GIVEN DATA
━━━━━━━━━━

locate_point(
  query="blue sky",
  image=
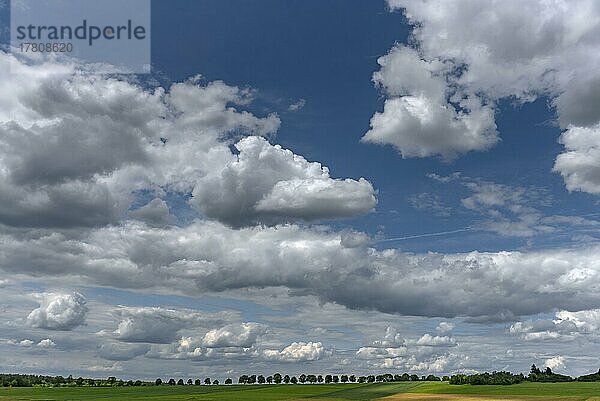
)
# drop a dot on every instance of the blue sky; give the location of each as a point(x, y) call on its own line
point(308, 186)
point(333, 76)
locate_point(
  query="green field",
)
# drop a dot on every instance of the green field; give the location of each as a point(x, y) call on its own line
point(430, 391)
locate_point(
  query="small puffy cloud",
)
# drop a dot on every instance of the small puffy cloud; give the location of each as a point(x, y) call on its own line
point(391, 339)
point(59, 312)
point(428, 340)
point(296, 352)
point(557, 362)
point(46, 344)
point(297, 106)
point(265, 183)
point(234, 335)
point(445, 327)
point(155, 324)
point(579, 164)
point(566, 326)
point(121, 351)
point(441, 91)
point(417, 118)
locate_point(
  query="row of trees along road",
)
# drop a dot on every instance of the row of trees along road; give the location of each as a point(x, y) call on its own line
point(535, 375)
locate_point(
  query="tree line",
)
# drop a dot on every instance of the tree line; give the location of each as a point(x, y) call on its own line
point(501, 378)
point(507, 378)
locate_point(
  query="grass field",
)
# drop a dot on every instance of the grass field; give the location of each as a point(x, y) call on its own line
point(431, 391)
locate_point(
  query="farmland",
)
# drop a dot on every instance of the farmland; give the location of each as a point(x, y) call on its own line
point(422, 391)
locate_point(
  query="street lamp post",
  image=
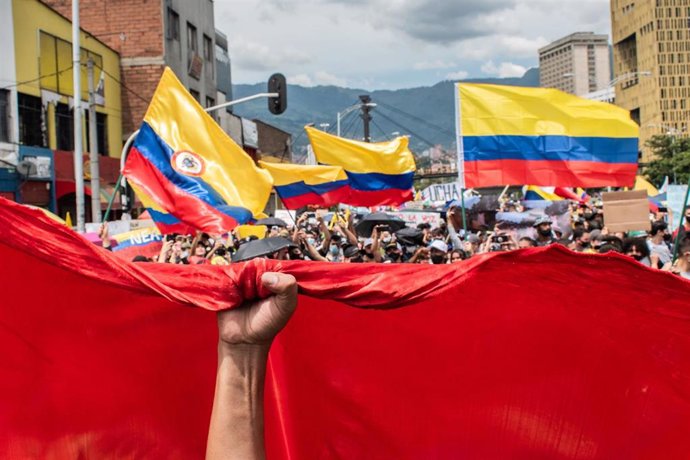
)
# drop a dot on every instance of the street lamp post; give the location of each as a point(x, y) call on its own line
point(340, 115)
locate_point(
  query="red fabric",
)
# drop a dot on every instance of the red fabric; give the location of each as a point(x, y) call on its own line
point(549, 173)
point(540, 353)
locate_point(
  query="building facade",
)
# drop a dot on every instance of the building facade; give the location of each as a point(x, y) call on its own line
point(651, 50)
point(150, 35)
point(577, 64)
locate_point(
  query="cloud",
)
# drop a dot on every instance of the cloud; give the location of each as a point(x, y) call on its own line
point(431, 65)
point(256, 56)
point(318, 78)
point(504, 70)
point(459, 75)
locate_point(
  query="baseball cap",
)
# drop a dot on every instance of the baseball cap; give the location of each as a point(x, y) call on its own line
point(542, 220)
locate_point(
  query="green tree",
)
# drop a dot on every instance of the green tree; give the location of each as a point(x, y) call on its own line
point(671, 157)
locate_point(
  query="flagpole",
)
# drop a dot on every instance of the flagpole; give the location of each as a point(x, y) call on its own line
point(680, 225)
point(460, 154)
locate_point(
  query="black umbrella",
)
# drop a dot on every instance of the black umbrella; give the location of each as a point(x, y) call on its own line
point(260, 248)
point(368, 222)
point(410, 236)
point(271, 221)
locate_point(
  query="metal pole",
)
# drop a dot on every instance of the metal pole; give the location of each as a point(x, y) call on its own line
point(93, 150)
point(239, 101)
point(366, 118)
point(464, 217)
point(78, 150)
point(680, 225)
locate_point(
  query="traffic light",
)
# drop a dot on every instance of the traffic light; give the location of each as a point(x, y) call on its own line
point(277, 84)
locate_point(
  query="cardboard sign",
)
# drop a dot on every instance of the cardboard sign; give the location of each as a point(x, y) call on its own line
point(626, 211)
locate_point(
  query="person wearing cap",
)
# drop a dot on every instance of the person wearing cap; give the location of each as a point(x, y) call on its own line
point(437, 252)
point(471, 245)
point(544, 231)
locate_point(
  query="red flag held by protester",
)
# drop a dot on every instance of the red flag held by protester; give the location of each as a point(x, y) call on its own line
point(496, 357)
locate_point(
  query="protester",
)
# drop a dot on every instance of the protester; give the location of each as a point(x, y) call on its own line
point(336, 239)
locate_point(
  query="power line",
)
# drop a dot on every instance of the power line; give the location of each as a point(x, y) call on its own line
point(416, 118)
point(19, 83)
point(379, 128)
point(344, 132)
point(121, 84)
point(407, 129)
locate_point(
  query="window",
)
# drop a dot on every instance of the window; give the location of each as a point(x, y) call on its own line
point(208, 53)
point(55, 65)
point(4, 115)
point(173, 25)
point(191, 39)
point(64, 127)
point(30, 120)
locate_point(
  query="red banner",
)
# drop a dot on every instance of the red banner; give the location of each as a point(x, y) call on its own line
point(540, 353)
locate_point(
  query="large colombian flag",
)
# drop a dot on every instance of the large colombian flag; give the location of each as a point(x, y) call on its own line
point(512, 136)
point(299, 185)
point(190, 168)
point(379, 173)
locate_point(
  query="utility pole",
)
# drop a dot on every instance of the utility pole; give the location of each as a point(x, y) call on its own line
point(366, 118)
point(93, 149)
point(78, 149)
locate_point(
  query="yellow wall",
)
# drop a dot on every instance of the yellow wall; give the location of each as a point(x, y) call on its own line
point(30, 18)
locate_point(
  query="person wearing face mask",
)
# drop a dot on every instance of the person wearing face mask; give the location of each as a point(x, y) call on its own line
point(545, 235)
point(583, 241)
point(637, 249)
point(684, 229)
point(658, 245)
point(334, 254)
point(437, 252)
point(393, 253)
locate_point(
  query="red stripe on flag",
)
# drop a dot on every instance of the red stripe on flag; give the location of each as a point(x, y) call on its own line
point(331, 198)
point(388, 197)
point(549, 173)
point(185, 207)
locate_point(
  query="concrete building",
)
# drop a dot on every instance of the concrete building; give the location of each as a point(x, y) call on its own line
point(577, 64)
point(36, 106)
point(150, 35)
point(651, 50)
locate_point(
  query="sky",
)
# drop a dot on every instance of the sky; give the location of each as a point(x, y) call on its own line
point(392, 44)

━━━━━━━━━━

EXERCISE INSTRUCTIONS
Without the pictures, restate all of the entries above verbatim.

TASK SOLUTION
locate_point(
  query="blue sky",
  image=
)
# drop a dot on every instance of the blue sky; give the location of each as a point(x, y) call on its own line
point(308, 186)
point(333, 76)
locate_point(
  query="green field",
)
# drop a dot on every instance of the green field; give the location of each as a point(x, y) call on its own line
point(430, 391)
locate_point(
  query="small puffy cloud",
)
# drop a dot on every instance of the small puffy cloud; give the location of each as a point(x, y) call on its own line
point(391, 339)
point(59, 312)
point(428, 340)
point(296, 352)
point(557, 362)
point(46, 344)
point(297, 106)
point(265, 183)
point(234, 335)
point(445, 327)
point(155, 324)
point(579, 164)
point(566, 326)
point(121, 351)
point(441, 91)
point(417, 118)
locate_point(
  query="row of trees along road",
)
# drop a dot on every instance of the row of trees along road; give the location of each as a point(x, y) call on its own line
point(535, 375)
locate_point(
  query="tree line",
)
# drop a dot on every instance of the tree line; give the location of each as a point(x, y) call on its own line
point(501, 378)
point(507, 378)
locate_point(
  query="grass field",
)
# drop a dot on every instance of the grass field; give the location of each as a point(x, y) call on its own line
point(431, 391)
locate_point(
  query="farmland",
)
# drop a dot on every instance of the farmland; give the location of each as a point(x, y) call on its own line
point(422, 391)
locate_point(
  query="street lamp post",
  image=
)
# drop a dot on every instance of the street lamp post; give the location of each as a point(x, y) call on its own line
point(340, 115)
locate_point(
  query="red fabric",
)
# drop a dot on every instance of the red fabric; give the location of each as a point(x, y) call on its own line
point(549, 173)
point(540, 353)
locate_point(
  query="building facade",
)
# drop a dot on every instance of the building facade; give the location of each as a point(x, y) call on its own line
point(651, 50)
point(150, 35)
point(577, 64)
locate_point(
  query="cloud",
)
# drop a dot on every instance of the cloud; give the location of each as a point(x, y) call on its own line
point(431, 65)
point(256, 56)
point(318, 78)
point(504, 70)
point(459, 75)
locate_point(
  query="baseball cap",
)
# drop a dot on every instance of the baseball cap; give the location of each as a point(x, y) call on its own line
point(542, 220)
locate_point(
  query="green tree",
)
# drop a dot on every instance of the green tree; give the location of each as a point(x, y) call on its own line
point(671, 157)
locate_point(
  query="flagpole",
)
# drop a dot on every instance of the flagpole; give the location of each as a point(x, y) call on its own line
point(680, 225)
point(460, 154)
locate_point(
  query="black umbrella",
)
# drop a dot on every instance of the black umbrella; give the location of each as a point(x, y) call on its own line
point(260, 248)
point(368, 222)
point(410, 236)
point(271, 221)
locate_point(
  query="metal pole",
)
# drop a dot on every instance of the metal pole; give the location of each as a point(x, y) call on its own line
point(93, 150)
point(239, 101)
point(366, 118)
point(464, 217)
point(78, 150)
point(680, 225)
locate_point(
  query="traffic light",
)
# drop a dot on every instance of the traffic light; give the location of each as a point(x, y) call on its own line
point(277, 84)
locate_point(
  query="cardboard sign",
)
# drop a dot on every instance of the cardboard sign; give the location of each as a point(x, y) call on its own line
point(626, 211)
locate_point(
  query="person wearing cap",
)
# drop a dot on every instance of the person wearing cap; give the location of each as a point(x, y) call on its own line
point(437, 252)
point(471, 245)
point(544, 231)
locate_point(
  query="red flag held by protester",
)
# drop a dot on every instance of the red flag held by protester; give the location of each as a point(x, y) call on its own line
point(496, 357)
locate_point(
  query="protester",
)
# drop a dot on every instance of the protester; give the location of each as a point(x, y) call on its own line
point(336, 239)
locate_point(
  query="power line",
)
# drop a dot on every instance of the power line; give the location of each as a point(x, y) call on its own line
point(416, 118)
point(19, 83)
point(379, 128)
point(344, 132)
point(121, 84)
point(407, 129)
locate_point(
  query="window",
)
# drop a dot on every instance of the window; give the location of each as a point(x, y) call on its own line
point(208, 53)
point(55, 65)
point(4, 115)
point(173, 25)
point(191, 39)
point(64, 127)
point(30, 120)
locate_point(
  query="red banner",
)
# drop a dot on every instance of the red banner; give the location of each as a point(x, y) call on its own line
point(540, 353)
locate_point(
  query="large colombian flag",
)
# drop a dot on every instance of the large colombian flag; give the location of each as a point(x, y) call on its own line
point(512, 136)
point(299, 185)
point(190, 168)
point(379, 173)
locate_point(
  query="utility pole",
)
# drop a dot on every instance of the utility pole; give the location of each as a point(x, y) call on its own line
point(366, 118)
point(93, 149)
point(78, 149)
locate_point(
  query="yellow wall",
)
# drop a dot on every instance of the yellow wall; give the location of each as a point(x, y) call on its own line
point(30, 18)
locate_point(
  query="person wearing face mask",
)
# drop a dot on every instance of the person wearing face mask; give the location of each as a point(x, y) call on its own line
point(545, 235)
point(583, 241)
point(637, 249)
point(684, 229)
point(658, 245)
point(334, 254)
point(437, 252)
point(393, 253)
locate_point(
  query="red stripe on flag",
)
# drop a dot on every instance of the red stripe on flag; give the location of each as a point(x, y) call on its own line
point(331, 198)
point(388, 197)
point(549, 173)
point(185, 207)
locate_point(
  query="concrete building",
)
# drop a dot on every instance of the concrete building; give the location of each as a point(x, y) call on its own line
point(577, 64)
point(36, 106)
point(150, 35)
point(651, 50)
locate_point(
  query="sky",
)
# drop a dot on every instance of the sky; give the location of each as a point(x, y) call on its own line
point(392, 44)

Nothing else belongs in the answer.